• _Task details_
All of the data needs to be reproduced with no alterations.
┄┄┄┄┄┄┄┄┄┄┄┄┄┄┄┄┄┄┄┄
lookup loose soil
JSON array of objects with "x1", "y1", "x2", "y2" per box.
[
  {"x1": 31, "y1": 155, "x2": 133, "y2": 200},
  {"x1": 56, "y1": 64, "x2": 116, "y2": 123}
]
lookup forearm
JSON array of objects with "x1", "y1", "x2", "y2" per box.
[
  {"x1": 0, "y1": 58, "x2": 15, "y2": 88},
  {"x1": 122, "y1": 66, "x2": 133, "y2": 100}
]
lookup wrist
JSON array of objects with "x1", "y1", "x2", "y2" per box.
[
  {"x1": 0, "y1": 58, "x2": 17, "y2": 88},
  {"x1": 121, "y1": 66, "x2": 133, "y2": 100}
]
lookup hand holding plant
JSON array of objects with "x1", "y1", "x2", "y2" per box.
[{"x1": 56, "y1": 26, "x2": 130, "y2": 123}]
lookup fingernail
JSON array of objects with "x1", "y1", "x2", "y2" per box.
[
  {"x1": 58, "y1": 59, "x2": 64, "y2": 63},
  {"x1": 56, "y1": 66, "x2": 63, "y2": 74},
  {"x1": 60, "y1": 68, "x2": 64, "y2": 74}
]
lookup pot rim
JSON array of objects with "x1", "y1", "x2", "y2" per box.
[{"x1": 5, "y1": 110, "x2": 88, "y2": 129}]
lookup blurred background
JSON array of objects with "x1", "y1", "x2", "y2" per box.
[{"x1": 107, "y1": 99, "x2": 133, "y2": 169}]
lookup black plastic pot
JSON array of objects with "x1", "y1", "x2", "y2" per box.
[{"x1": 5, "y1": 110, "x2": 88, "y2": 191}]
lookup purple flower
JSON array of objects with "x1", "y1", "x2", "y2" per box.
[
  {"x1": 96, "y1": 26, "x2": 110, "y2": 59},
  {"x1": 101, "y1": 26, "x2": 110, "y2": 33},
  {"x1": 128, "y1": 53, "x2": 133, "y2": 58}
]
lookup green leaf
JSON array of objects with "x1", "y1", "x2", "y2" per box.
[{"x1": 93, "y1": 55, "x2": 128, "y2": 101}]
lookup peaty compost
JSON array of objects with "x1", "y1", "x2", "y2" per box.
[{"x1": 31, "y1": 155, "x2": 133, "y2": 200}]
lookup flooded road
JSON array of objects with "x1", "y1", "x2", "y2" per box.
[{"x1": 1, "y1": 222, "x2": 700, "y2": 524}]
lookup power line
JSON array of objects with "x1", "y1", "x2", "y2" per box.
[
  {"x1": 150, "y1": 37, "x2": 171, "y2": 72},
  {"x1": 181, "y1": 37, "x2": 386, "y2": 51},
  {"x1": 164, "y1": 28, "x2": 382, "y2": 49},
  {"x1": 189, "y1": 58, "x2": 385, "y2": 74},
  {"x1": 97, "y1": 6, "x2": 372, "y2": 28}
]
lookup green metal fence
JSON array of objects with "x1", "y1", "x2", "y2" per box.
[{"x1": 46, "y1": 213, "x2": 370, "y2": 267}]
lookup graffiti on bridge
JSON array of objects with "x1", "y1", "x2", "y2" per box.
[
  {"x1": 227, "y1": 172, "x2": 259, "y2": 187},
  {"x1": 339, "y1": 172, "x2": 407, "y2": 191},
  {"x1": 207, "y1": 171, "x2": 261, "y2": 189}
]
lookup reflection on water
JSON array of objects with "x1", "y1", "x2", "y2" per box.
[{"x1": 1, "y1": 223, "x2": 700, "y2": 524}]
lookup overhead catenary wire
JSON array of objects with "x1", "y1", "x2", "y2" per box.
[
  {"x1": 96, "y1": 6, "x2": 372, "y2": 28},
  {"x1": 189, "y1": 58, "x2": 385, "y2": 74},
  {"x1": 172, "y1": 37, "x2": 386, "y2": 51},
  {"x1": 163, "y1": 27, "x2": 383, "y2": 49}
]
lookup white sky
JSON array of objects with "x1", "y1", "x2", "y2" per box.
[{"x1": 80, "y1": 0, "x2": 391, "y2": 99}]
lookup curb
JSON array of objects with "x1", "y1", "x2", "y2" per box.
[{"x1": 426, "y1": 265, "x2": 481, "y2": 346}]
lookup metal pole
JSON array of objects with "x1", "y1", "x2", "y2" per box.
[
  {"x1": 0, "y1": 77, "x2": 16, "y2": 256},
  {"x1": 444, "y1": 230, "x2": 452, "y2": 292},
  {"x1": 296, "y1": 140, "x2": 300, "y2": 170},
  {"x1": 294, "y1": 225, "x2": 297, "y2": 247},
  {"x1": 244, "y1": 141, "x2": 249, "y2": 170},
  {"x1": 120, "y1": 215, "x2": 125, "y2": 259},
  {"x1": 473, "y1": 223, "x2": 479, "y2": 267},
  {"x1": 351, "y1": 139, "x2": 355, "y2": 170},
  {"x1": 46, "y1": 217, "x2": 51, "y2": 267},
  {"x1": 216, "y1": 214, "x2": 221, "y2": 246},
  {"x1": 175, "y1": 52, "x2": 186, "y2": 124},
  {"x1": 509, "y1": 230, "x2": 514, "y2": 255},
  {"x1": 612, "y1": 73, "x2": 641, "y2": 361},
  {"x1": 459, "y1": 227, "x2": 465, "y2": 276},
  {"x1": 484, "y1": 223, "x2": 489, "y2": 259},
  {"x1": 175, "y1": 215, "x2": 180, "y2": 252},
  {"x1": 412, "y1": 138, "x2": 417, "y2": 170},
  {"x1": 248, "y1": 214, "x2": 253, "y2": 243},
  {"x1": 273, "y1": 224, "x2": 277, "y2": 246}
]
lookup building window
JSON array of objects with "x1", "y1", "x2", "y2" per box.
┄┄┄┄┄┄┄┄┄┄┄┄┄┄┄┄┄┄┄┄
• _Output of the exercise_
lookup loose soil
JSON array of objects with "x1", "y1", "x2", "y2" per box.
[
  {"x1": 31, "y1": 155, "x2": 133, "y2": 200},
  {"x1": 56, "y1": 64, "x2": 116, "y2": 123}
]
lookup forearm
JSON array of objects with "x1", "y1", "x2", "y2" per box.
[
  {"x1": 0, "y1": 58, "x2": 15, "y2": 88},
  {"x1": 122, "y1": 66, "x2": 133, "y2": 100}
]
lookup wrist
JSON array of objects with "x1", "y1", "x2", "y2" per box.
[
  {"x1": 0, "y1": 58, "x2": 17, "y2": 88},
  {"x1": 121, "y1": 66, "x2": 133, "y2": 100}
]
lookup hand holding plant
JSON array of objects with "x1", "y1", "x2", "y2" per box.
[{"x1": 56, "y1": 26, "x2": 130, "y2": 123}]
lookup fingernail
JSON array of objects with "x1", "y1", "x2", "y2" per box.
[
  {"x1": 58, "y1": 59, "x2": 64, "y2": 63},
  {"x1": 56, "y1": 66, "x2": 63, "y2": 74},
  {"x1": 60, "y1": 68, "x2": 64, "y2": 74}
]
lookup pot rim
JSON array of objects with "x1", "y1", "x2", "y2" per box.
[{"x1": 5, "y1": 110, "x2": 88, "y2": 129}]
lookup blurred background
JSON array of objects with "x1", "y1", "x2", "y2" per box.
[{"x1": 107, "y1": 99, "x2": 133, "y2": 169}]
lookup black plastic pot
JSON array of objects with "x1", "y1", "x2", "y2" per box.
[{"x1": 5, "y1": 110, "x2": 88, "y2": 191}]
lookup purple flower
JSON array of objects with "x1", "y1", "x2", "y2" per box.
[
  {"x1": 96, "y1": 26, "x2": 110, "y2": 59},
  {"x1": 101, "y1": 26, "x2": 110, "y2": 33},
  {"x1": 128, "y1": 53, "x2": 133, "y2": 58}
]
lookup green leaf
JSON array of objects with "x1", "y1", "x2", "y2" per box.
[{"x1": 93, "y1": 55, "x2": 128, "y2": 101}]
lookup peaty compost
JSON array of objects with "x1", "y1", "x2", "y2" per box.
[{"x1": 31, "y1": 155, "x2": 133, "y2": 200}]
lookup flooded road
JSON array of objects with "x1", "y1", "x2", "y2" per box.
[{"x1": 1, "y1": 222, "x2": 700, "y2": 524}]
lookup power line
JSON array of objects with "x1", "y1", "x2", "y2" per box.
[
  {"x1": 150, "y1": 37, "x2": 171, "y2": 72},
  {"x1": 181, "y1": 37, "x2": 386, "y2": 51},
  {"x1": 164, "y1": 28, "x2": 382, "y2": 49},
  {"x1": 189, "y1": 58, "x2": 385, "y2": 74},
  {"x1": 97, "y1": 6, "x2": 372, "y2": 28}
]
lookup green metal fence
JSON array of objects with "x1", "y1", "x2", "y2" per box.
[{"x1": 46, "y1": 213, "x2": 370, "y2": 267}]
lookup graffiti on bridge
JSON array of objects with "x1", "y1", "x2", "y2" per box.
[
  {"x1": 227, "y1": 172, "x2": 259, "y2": 187},
  {"x1": 339, "y1": 172, "x2": 407, "y2": 191},
  {"x1": 207, "y1": 171, "x2": 261, "y2": 189}
]
lookup reflection on water
JSON array of objects with "x1", "y1", "x2", "y2" per box.
[{"x1": 1, "y1": 223, "x2": 700, "y2": 524}]
lookup overhead catenary wire
JSON array of objects with "x1", "y1", "x2", "y2" per box.
[
  {"x1": 96, "y1": 6, "x2": 372, "y2": 28},
  {"x1": 189, "y1": 58, "x2": 385, "y2": 74},
  {"x1": 172, "y1": 37, "x2": 386, "y2": 51},
  {"x1": 163, "y1": 27, "x2": 383, "y2": 49}
]
lookup white sky
JSON array of objects with "x1", "y1", "x2", "y2" per box.
[{"x1": 80, "y1": 0, "x2": 391, "y2": 99}]
lookup curb
JSON array of objects with "x1", "y1", "x2", "y2" per box.
[{"x1": 426, "y1": 265, "x2": 481, "y2": 346}]
lookup metal pole
JSON array of objects with "x1", "y1", "x2", "y2" per box.
[
  {"x1": 0, "y1": 77, "x2": 16, "y2": 256},
  {"x1": 444, "y1": 230, "x2": 452, "y2": 292},
  {"x1": 296, "y1": 140, "x2": 300, "y2": 170},
  {"x1": 294, "y1": 225, "x2": 297, "y2": 247},
  {"x1": 244, "y1": 141, "x2": 249, "y2": 170},
  {"x1": 120, "y1": 215, "x2": 125, "y2": 259},
  {"x1": 473, "y1": 223, "x2": 479, "y2": 267},
  {"x1": 351, "y1": 139, "x2": 355, "y2": 170},
  {"x1": 46, "y1": 217, "x2": 51, "y2": 267},
  {"x1": 216, "y1": 214, "x2": 221, "y2": 246},
  {"x1": 175, "y1": 52, "x2": 186, "y2": 124},
  {"x1": 509, "y1": 230, "x2": 514, "y2": 255},
  {"x1": 612, "y1": 73, "x2": 641, "y2": 361},
  {"x1": 459, "y1": 227, "x2": 465, "y2": 276},
  {"x1": 484, "y1": 223, "x2": 489, "y2": 259},
  {"x1": 175, "y1": 215, "x2": 180, "y2": 252},
  {"x1": 412, "y1": 138, "x2": 417, "y2": 170},
  {"x1": 248, "y1": 214, "x2": 253, "y2": 243},
  {"x1": 273, "y1": 224, "x2": 277, "y2": 246}
]
lookup building window
JSON array of objects with "x1", "y1", "x2", "y2" per box.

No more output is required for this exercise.